- Aim -
Return all of the entries word for word, but omit the pictures they contain.

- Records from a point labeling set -
-*-*-

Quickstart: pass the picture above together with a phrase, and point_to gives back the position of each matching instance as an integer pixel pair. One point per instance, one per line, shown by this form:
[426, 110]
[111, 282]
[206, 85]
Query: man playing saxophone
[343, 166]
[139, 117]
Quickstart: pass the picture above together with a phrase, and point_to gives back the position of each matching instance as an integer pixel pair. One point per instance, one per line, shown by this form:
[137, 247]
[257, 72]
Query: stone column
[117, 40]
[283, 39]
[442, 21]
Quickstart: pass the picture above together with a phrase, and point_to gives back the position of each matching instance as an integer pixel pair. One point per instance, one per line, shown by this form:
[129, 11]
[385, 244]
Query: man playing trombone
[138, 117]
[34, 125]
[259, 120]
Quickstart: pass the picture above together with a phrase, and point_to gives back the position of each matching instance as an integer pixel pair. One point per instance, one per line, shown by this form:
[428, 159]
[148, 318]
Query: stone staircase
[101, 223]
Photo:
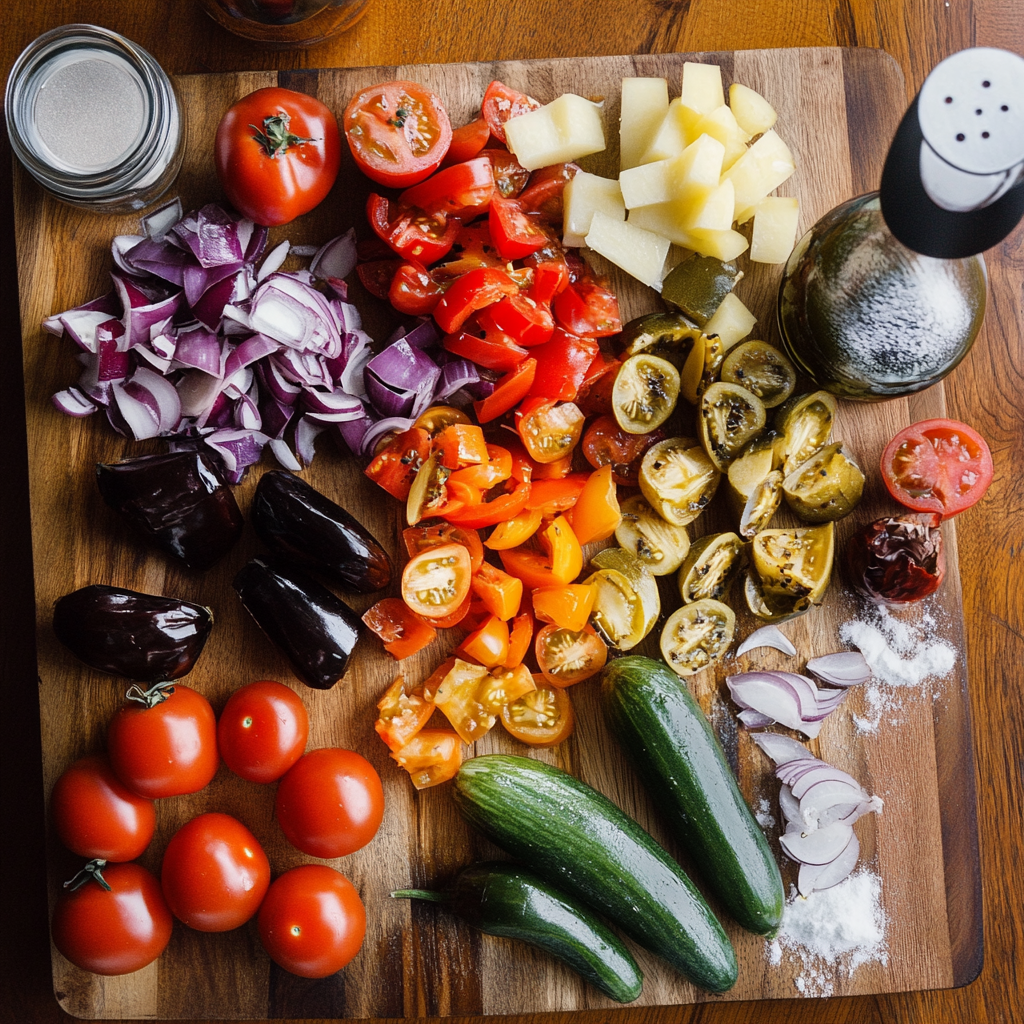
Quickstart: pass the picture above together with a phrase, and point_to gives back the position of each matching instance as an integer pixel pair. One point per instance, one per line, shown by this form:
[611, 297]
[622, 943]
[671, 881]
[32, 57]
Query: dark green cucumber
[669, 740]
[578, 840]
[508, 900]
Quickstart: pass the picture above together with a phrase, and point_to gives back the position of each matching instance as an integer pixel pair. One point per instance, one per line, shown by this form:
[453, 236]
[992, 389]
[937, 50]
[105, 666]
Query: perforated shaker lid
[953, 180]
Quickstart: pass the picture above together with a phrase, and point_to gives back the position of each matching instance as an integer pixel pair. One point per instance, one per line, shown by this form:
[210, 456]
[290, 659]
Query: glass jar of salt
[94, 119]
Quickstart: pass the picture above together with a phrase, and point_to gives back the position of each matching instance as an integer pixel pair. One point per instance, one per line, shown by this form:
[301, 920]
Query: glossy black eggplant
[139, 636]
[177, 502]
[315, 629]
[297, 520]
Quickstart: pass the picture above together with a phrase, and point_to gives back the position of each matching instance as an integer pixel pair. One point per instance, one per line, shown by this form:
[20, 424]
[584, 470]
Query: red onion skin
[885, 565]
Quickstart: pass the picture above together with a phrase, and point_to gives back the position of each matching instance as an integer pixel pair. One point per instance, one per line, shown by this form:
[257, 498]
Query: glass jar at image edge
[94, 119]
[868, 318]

-*-*-

- Output of the task -
Quickstart: pass the picture above together with a phrase, and point_to gives back the position of each matching instance as an integer pixel pair. One point per instance, one per line, shown by this form:
[426, 110]
[111, 282]
[206, 85]
Query: man playing saxophone
[343, 166]
[139, 117]
Quickstart: pass the picture above together with a phrase, and point_to gives back the position of each matching instance as an integer pixel pair. One point per instance, one per line, shown by this form:
[137, 247]
[257, 72]
Query: stone column
[117, 40]
[283, 39]
[442, 21]
Quickstart: pass the picture above together with a phrase, and point_to gives back the position of each matching instance as an integer pixel pair. One point per instance, one per line, shown by this form:
[129, 11]
[385, 244]
Query: man playing trombone
[138, 117]
[34, 125]
[259, 120]
Quickstart: pass the picture above together with a phrase, and point_to gives back the position of each matching instance as an integer pixel pair. One point per instance, one per line, shown by this form:
[428, 159]
[148, 318]
Query: stone staircase
[101, 223]
Photo:
Quickstart: pass the picture above together with a phrase, and point_to gives back the position of each matching instance as an integer pixel pair. One point per instance, one per line, shown by this form:
[611, 297]
[622, 943]
[671, 881]
[32, 57]
Query: dark green cucumber
[669, 740]
[578, 840]
[508, 900]
Quickstart: pass the picture above together with a phrase, and point_to gives back the position of each matching instance as an integer pixel pair. One point per instance, one per line, shown by this form:
[453, 236]
[992, 389]
[937, 50]
[105, 666]
Query: perforated shaker lid
[953, 180]
Quickstart: pass the picture above together with a phrase, and point_to gives back the position of each matching instance as an integer pixel pair. One point per instance, one per line, shown by this form:
[210, 456]
[290, 659]
Query: glass jar of salt
[94, 119]
Quickstart: pass the picture above together with a phrase, and point_to gives back the position of each matching instance as an integer pixel pair. One point per instance, one per line, shown by this form:
[301, 920]
Query: glossy black eggplant
[139, 636]
[177, 502]
[315, 629]
[297, 520]
Quickstart: pass the picture above together with a phrase, and point_to gives back the position of each matching instance as an integer pixel pair. One point per instance, one per line, shown by this form:
[20, 424]
[584, 470]
Query: red onion skin
[885, 565]
Quickstart: pass the picture above together with a phrase, and point_to gives back the position of each matching instance as an integer pixel pair. One point per instance, one per line, shown by this form:
[257, 498]
Query: glass jar at image edge
[94, 119]
[868, 318]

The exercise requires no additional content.